● Goal
Rewrite the article on the search for Kenneth Himes, starting with "Officials with Passavant" and going on through "will be discovered.", putting "investigators" in place of "authorities".

-- begin Extract provided --

Kenneth Himes, 70, lived at Passavant Memorial Home near Pittsburgh and was visiting his family on Cadogan Slate Lick Road, where he was last seen on the night of Dec. 25.

Officials with Passavant donated $10,000, with another $2,000 being offered by Himes' family for information leading to Himes' whereabouts.

An initial search of the area where Himes went missing didn't lead authorities to any clues and, since then, authorities still don't know where Himes is or what condition he may be in, according to Kittanning State Trooper Curtis Guntrum.

Guntrum was confident that Himes will eventually be found, but he's not certain of the condition in which Himes will be discovered.

“As time goes on, it's less and less likely he will be found in a good condition,” Guntrum said.

He noted that the weather is a factor in the search.

“The first few days (of the search), the weather was cooperative,” Guntrum said. “Then, there was rain, which made it harder — and now, with the snow it is even harder.”

After an initial surge of activity following Himes' disappearance, officials postponed activities due to rainy weather. Since then, reported sightings haven't led to any “substantial” leads, Guntrum said.

Still, there's hope, Guntrum said.

“Outside of that little (search) area, no one was aware of him missing,” he said, explaining that more people throughout the region will need to help in the widening search for Himes.

Part of that strategy includes the $12,000 reward designed to “get people's attention,” said Tom King, a lawyer representing Passavant Memorial Home, an in-home treatment facility for people with mental disabilities and handicaps.

“This is what we stand for,” King said. “Lots of Passavant people donated literally hundreds of hours hiking that area, searching for him.”

While police described Himes as an “endangered person,” alluding to Himes' possible dementia, King described Himes as an active, older man who would go to work at a nearby supermarket while residing at Passavant.

“We're hoping that people will help in the search,” King said. “We're most anxious to find him.”

-- end Extract provided --
-- begin Data lines --

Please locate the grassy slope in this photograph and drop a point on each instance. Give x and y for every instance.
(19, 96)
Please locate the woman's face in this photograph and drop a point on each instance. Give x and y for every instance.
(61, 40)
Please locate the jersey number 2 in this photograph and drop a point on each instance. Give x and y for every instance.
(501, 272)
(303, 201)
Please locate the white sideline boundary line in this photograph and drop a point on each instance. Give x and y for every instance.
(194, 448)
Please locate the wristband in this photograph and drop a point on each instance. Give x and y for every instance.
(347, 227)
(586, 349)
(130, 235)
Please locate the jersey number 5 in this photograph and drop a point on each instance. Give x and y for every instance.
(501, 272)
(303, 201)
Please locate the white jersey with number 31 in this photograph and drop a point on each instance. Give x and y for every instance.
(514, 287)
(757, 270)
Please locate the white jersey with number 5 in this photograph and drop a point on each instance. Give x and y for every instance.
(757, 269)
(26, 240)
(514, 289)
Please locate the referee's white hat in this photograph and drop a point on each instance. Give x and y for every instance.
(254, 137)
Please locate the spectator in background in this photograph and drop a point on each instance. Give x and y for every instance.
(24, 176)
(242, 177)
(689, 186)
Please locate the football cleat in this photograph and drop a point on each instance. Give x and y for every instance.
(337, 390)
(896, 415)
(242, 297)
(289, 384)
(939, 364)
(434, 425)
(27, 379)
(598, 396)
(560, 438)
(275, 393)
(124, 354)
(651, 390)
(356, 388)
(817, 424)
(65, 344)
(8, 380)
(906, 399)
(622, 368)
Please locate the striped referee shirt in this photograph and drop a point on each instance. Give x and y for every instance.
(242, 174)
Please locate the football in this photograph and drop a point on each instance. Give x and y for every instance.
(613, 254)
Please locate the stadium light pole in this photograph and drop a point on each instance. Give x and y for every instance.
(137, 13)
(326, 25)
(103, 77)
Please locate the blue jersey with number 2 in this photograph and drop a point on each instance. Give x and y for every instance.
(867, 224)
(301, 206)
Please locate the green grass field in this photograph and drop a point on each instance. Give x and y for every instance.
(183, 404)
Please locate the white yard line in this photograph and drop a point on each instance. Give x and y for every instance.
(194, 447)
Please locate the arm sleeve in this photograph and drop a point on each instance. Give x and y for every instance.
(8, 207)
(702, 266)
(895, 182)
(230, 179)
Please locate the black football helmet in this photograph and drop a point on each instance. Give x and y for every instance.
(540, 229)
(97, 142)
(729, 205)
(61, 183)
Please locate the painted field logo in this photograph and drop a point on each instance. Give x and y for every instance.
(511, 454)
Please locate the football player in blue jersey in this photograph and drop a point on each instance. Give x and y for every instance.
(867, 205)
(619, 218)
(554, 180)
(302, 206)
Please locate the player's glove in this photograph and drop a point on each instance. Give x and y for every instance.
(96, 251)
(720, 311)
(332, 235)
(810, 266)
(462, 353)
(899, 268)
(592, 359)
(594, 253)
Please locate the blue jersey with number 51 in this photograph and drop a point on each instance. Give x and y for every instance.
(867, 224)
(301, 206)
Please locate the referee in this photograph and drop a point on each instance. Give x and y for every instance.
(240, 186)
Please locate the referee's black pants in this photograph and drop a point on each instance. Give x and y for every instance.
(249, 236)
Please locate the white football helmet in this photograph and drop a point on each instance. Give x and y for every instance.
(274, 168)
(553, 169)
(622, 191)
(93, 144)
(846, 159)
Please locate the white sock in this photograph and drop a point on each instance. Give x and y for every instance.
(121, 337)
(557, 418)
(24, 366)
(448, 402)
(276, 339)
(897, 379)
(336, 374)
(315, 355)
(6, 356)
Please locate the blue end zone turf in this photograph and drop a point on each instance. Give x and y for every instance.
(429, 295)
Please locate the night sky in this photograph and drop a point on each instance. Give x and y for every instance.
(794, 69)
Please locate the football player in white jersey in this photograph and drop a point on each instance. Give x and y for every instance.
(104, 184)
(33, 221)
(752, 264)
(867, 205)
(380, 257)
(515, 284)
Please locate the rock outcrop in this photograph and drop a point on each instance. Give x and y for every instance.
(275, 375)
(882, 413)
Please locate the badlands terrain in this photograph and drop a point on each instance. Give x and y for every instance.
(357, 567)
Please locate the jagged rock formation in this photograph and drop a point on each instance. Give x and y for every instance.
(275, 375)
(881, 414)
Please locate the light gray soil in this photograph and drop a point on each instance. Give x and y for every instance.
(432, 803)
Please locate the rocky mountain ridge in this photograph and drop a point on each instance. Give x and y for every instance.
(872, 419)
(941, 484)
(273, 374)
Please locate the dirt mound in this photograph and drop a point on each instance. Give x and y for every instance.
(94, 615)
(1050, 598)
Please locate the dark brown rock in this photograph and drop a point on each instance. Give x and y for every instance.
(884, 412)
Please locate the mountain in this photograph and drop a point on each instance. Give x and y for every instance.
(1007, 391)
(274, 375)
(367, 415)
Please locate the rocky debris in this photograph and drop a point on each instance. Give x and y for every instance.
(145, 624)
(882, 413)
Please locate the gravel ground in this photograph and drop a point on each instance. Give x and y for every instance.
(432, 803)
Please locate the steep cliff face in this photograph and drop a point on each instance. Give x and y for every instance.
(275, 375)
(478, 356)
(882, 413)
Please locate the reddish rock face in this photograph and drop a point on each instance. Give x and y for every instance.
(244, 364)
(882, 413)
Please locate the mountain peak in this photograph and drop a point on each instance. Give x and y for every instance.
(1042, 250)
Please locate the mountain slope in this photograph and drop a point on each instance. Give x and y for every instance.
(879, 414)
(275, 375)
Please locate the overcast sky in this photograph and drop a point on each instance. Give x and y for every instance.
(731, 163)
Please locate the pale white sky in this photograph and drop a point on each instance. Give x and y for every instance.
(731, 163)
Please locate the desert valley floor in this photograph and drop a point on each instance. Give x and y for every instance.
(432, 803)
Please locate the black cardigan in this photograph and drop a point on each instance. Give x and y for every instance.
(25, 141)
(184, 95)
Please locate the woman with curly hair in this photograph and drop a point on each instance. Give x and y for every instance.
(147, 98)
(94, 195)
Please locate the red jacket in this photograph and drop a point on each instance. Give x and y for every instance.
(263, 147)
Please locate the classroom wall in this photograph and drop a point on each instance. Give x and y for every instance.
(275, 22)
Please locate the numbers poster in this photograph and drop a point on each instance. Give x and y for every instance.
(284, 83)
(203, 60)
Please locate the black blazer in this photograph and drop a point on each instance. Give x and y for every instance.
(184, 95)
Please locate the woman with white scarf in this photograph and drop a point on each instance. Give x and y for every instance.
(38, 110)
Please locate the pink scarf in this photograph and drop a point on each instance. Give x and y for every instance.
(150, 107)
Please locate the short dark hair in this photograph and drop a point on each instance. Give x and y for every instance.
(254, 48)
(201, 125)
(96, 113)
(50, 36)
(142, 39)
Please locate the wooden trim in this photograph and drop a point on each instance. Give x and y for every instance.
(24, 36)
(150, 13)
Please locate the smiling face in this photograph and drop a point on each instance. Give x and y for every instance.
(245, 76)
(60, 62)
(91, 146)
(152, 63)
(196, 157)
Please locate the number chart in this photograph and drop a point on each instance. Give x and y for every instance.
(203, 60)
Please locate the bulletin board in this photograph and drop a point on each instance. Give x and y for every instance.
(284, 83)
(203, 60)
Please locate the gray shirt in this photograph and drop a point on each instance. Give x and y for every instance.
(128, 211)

-- end Data lines --

● Expected answer
Officials with Passavant donated $10,000, with another $2,000 being offered by Himes' family for information leading to Himes' whereabouts.

An initial search of the area where Himes went missing didn't lead investigators to any clues and, since then, investigators still don't know where Himes is or what condition he may be in, according to Kittanning State Trooper Curtis Guntrum.

Guntrum was confident that Himes will eventually be found, but he's not certain of the condition in which Himes will be discovered.